- _EXTRACTO DE PÁGINA_
- - -
Ayer iba yo con
unos amigos de la universidad camino de la cafetería de mi Escuela a disfrutar
de nuestro merecido descanso después de tres terroríficas horas de no parar de
hacer absolutamente nada, cuando me he sentido viejo, mayor, como si fuera un
abuelo. Y es que en el hall de mi Escuela había mucha gente, todos estudiantes
en la misma pero de cursos inferiores, probablemente muy inferiores, quizá
primero o segundo del nuevo grado. Luego estábamos nosotros que intentábamos
llegar a la cafetería a por nuestros cafés: cinco amigos de sexto de carrera
ya, pero del plan antiguo, y yo mismo. Lo digo tal como lo siento me he sentido
muy mayor entre toda esa multitud de jóvenes, casi diría yo que adolescentes,
si yo mismo me considero joven que creo que sí porque no hace ni una semana que
he cumplido los 24 años. Me ha entrado una sensación de madurez, o mejor dicho
veteranía ya que lo primero creo que todavía no lo he logrado y me falta camino
para hacerlo, que me ha sumido en un bajón momentáneo tremendo.
Pero para qué nos
vamos a engañar tanto mis amigos como yo llevamos en la Escuela seis años,
bueno uno de ellos siete por ser de una promoción de entrada anterior a la mía.
Más concretamente desde el 3 de septiembre de 2009 es desde cuando llevo
estudiando mi carrera en mi muy noble, leal e ilustre Escuela (aunque cada día
que pasa, los tres adjetivos que he empleado para describirla tengan menos
significado y sean menos aplicables a esa institución académica que vive dentro
de ese gran sarcófago de hormigón gris, feo de narices por no decir cojones, y
frío a más no poder). Por lo tanto y si las cuentas no me fallan, y espero que
no lo hagan ya que dentro de poco más de dos meses me examino de una asignatura
económica en la que hay que emplear fórmulas exponenciales con decimales y en
la que el profesor responsable ha decidido que las calculadores no son
necesarias usando como criterio que un ingeniero debe saber hacer sin ayudas
tecnológicas (a la usanza del fundador de mi Escuela allá por el siglo XIX)
- - -
Extractos de datos sobre señalar objetos:

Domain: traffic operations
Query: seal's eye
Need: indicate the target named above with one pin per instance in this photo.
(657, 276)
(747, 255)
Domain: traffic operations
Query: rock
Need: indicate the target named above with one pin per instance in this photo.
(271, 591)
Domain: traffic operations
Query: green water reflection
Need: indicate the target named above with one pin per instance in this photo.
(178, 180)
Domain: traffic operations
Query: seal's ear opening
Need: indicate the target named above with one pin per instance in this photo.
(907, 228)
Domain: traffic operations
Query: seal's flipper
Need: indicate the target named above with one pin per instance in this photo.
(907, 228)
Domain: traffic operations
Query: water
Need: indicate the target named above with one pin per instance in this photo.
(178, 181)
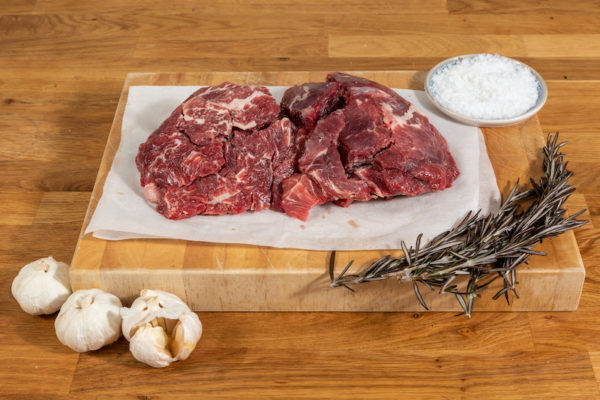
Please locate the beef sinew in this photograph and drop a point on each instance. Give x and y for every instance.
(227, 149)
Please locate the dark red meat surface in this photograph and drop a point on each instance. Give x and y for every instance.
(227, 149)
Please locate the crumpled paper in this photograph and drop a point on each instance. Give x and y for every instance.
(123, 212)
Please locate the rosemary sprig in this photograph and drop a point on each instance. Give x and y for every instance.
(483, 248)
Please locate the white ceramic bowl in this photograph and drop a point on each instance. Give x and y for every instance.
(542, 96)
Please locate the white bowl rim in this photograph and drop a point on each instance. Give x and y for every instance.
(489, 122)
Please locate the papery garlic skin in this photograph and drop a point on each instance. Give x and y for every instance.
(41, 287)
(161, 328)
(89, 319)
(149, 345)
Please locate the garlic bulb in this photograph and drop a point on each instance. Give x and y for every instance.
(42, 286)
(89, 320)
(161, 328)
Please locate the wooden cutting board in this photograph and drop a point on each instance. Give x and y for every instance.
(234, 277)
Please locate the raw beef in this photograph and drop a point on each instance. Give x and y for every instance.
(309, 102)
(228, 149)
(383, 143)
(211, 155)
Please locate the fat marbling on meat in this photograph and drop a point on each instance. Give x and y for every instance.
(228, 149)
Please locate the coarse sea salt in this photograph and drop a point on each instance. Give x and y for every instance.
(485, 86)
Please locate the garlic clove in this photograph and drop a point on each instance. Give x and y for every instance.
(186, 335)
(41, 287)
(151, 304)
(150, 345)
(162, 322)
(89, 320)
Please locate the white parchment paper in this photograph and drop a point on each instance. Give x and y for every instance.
- - -
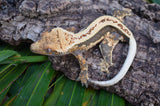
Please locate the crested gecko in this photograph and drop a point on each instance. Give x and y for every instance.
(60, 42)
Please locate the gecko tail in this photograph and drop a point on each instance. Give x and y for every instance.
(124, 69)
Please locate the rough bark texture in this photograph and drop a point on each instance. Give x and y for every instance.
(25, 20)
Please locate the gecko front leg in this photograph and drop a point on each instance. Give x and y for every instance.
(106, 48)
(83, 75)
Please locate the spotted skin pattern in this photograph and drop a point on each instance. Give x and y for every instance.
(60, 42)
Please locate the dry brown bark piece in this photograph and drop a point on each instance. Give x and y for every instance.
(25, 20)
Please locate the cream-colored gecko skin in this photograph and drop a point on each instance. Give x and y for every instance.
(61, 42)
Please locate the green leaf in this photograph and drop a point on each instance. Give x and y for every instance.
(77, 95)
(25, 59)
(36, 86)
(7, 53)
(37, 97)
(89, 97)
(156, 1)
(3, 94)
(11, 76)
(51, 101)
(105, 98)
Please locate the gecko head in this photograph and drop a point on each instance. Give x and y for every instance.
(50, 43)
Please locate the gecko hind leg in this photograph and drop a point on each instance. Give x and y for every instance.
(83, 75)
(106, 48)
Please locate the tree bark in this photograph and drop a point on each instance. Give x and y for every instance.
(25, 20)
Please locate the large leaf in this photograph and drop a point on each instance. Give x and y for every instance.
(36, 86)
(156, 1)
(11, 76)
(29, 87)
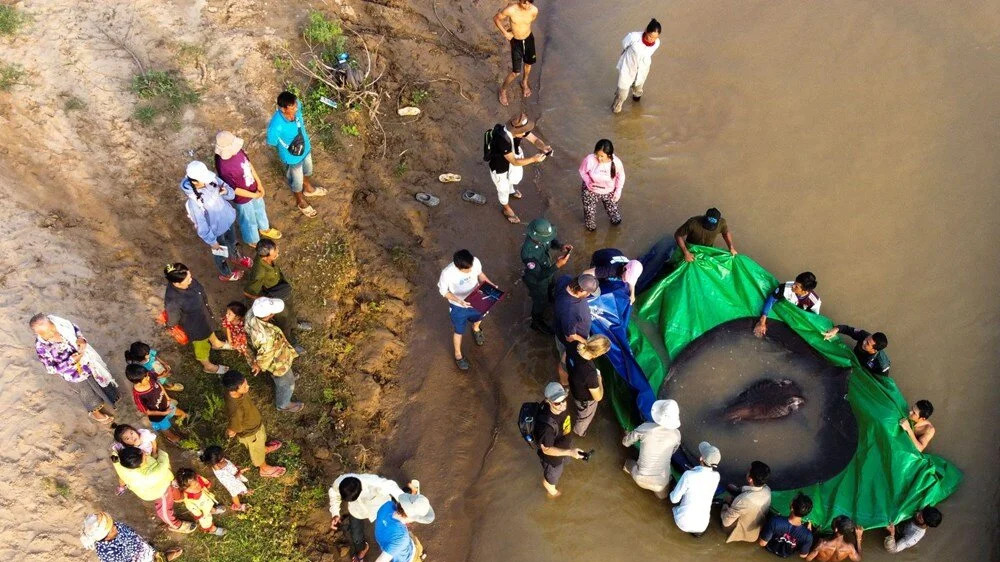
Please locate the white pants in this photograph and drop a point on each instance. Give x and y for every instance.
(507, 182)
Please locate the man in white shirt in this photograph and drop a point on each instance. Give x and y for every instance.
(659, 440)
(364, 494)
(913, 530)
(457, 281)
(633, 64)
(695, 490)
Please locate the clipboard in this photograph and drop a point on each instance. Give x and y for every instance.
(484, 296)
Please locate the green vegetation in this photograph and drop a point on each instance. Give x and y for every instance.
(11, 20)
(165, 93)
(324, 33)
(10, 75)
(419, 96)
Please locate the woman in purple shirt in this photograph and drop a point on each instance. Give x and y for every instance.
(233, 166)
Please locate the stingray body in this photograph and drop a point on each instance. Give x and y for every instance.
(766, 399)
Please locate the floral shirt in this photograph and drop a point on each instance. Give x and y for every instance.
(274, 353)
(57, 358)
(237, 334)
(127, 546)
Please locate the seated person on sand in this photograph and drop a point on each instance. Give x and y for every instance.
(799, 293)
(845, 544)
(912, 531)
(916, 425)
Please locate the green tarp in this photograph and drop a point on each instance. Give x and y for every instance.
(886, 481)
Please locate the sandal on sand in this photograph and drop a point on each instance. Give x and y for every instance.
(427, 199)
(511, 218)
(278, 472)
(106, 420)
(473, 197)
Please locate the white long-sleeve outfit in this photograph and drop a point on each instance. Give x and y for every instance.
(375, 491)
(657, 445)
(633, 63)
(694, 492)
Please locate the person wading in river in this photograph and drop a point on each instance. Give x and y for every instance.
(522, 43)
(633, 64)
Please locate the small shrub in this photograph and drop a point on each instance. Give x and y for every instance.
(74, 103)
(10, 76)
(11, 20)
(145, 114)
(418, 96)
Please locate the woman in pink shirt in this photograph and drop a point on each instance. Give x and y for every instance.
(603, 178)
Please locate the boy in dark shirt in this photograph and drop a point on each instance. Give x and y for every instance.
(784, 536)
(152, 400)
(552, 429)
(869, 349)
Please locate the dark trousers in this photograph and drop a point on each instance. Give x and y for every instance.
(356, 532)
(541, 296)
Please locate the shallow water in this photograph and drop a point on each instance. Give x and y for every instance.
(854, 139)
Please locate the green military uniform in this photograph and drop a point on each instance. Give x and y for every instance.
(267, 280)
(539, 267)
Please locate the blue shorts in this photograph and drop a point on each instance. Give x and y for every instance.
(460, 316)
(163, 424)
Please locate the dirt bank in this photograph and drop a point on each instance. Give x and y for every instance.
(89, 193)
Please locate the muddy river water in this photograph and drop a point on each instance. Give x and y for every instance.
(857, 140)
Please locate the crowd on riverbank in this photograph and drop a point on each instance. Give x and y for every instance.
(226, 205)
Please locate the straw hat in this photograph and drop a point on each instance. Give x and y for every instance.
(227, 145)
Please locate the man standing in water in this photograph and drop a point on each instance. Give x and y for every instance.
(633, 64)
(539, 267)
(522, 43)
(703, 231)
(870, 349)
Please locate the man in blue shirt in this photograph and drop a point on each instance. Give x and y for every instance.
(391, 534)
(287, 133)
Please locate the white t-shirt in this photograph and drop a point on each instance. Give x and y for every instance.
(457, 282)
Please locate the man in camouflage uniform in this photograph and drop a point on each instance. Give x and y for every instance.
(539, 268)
- - -
- _TAREA REQUERIDA 1_
Indica si cada afirmación concuerda con el extracto de página sobre la Escuela, con sí o no y las palabras decisivas del texto entre comillas: (a) quien narra cumplió 24 años hace menos de una semana; (b) los cinco amigos estudian en el plan nuevo del grado; (c) quien narra estudia su carrera desde el 3 de septiembre de 2009.
- _TAREA REQUERIDA 2_
Según el extracto de página sobre la Escuela, ¿cuántas horas habían pasado quien narra y sus amigos antes de ir a la cafetería?
- _TAREA REQUERIDA 3_
Continúa el extracto de página sobre la Escuela y los años de carrera a partir del punto en que se interrumpe.
Las filas no son necesarias para nada de lo que se pide.

- _RESULTADO DEL EJERCICIO 1_
(a) Sí: "no hace ni una semana que he cumplido los 24 años".
(b) No: "pero del plan antiguo".
(c) Sí: "Más concretamente desde el 3 de septiembre de 2009 es desde cuando llevo estudiando mi carrera".

- _RESULTADO DEL EJERCICIO 2_
Tres horas.

- _RESULTADO DEL EJERCICIO 3_
dichas operaciones en el tiempo que le dé para ello (todo completamente
racional como se puede ver), son 67 meses. Muchos meses en definitiva. Mucho
tiempo desperdiciado de nuestras vidas que son muy cortas y hay que
disfrutarlas que luego se pasan volando que da gusto.
Toda esa cantidad
de meses da para mucho y sobre todo para que uno no se dé cuenta de que van
pasando y cayendo poco a poco en el olvido arrasados sin piedad ni miramientos
por el tiempo que no se para a pensar en nada ni nadie. Parece que fue ayer que
entré en la Escuela y fui a la charla de bienvenida del curso cero en el que
durante ese mes de septiembre de 2009 empecé a conocer mi Escuela y el que
podía ser mi mundo si poco a poco me iba sacando los cursos, cosa que en aquel
entonces me parecía como escalar el Annapurna. Durante aquel mes fui conociendo
los usos y costumbres del castillo que a día de hoy es ya casi como mi casa, si
no fuera porque no quiero ni verlo en pintura, a personas con las que sigo
manteniendo algo de contacto, esos primeros “amigos”, aunque no me gusta
llamarlos así porque para mí esa palabra tiene bastante más sentido y
sentimientos, con los que al menos podía cruzar unas palabras en los descansos
entre clase y clase y poder empezar a relacionarme gracias a ellos con más gente.
Pero no fue ayer nada de esto. Han pasado ya más de 48.000 horas pero no me
había dado cuenta hasta que ayer me crucé con esos estudiantes de los primeros
cursos yendo para cafetería. Una bestialidad de tiempo.
Supongo que será
por el microcosmos que se crea en las universidades, facultades y escuelas
universitarias, pero sigo diciendo que no me parece que hayan pasado ya casi
seis años desde aquel primer día. Se me han pasado volando. Aunque es curioso
porque esa sensación de velocidad en el paso del tiempo sólo la he tenido
ahora, a un mes escaso, cinco semanas, de acabar para siempre las clases en mi
Escuela. Hasta este año la sensación que siempre he tenido, curso a curso, es
que el tiempo parecía no avanzar, que los cursos eran eternos, y las semanas y
algunos días tediosos de universidad más academia después. Había días en
primero y segundo que salía de mi casa para ir a la Escuela a las siete de la
mañana y no volvía a ella hasta las ocho de la tarde, si el transporte en metro
se me daba bien. Veía a mis padres algunos días apenas dos horas de las 24 que
tiene el día. En aquellos días llegaba a mi casa y tenía la sensación de que
había estado fuera años, curioso contraste, no disfrutaba de mis 18 o 19 años,
ni luego de los 20, ni casi de los 21, algo más empecé a disfrutar ya con 22 al
darme cuenta de que las cosas no podían seguir así que aquello no merecía la
pena. Los días eran muy largos, las semanas eternas, y el curso toda una cuesta
arriba constante que había que subir corriendo para más inri.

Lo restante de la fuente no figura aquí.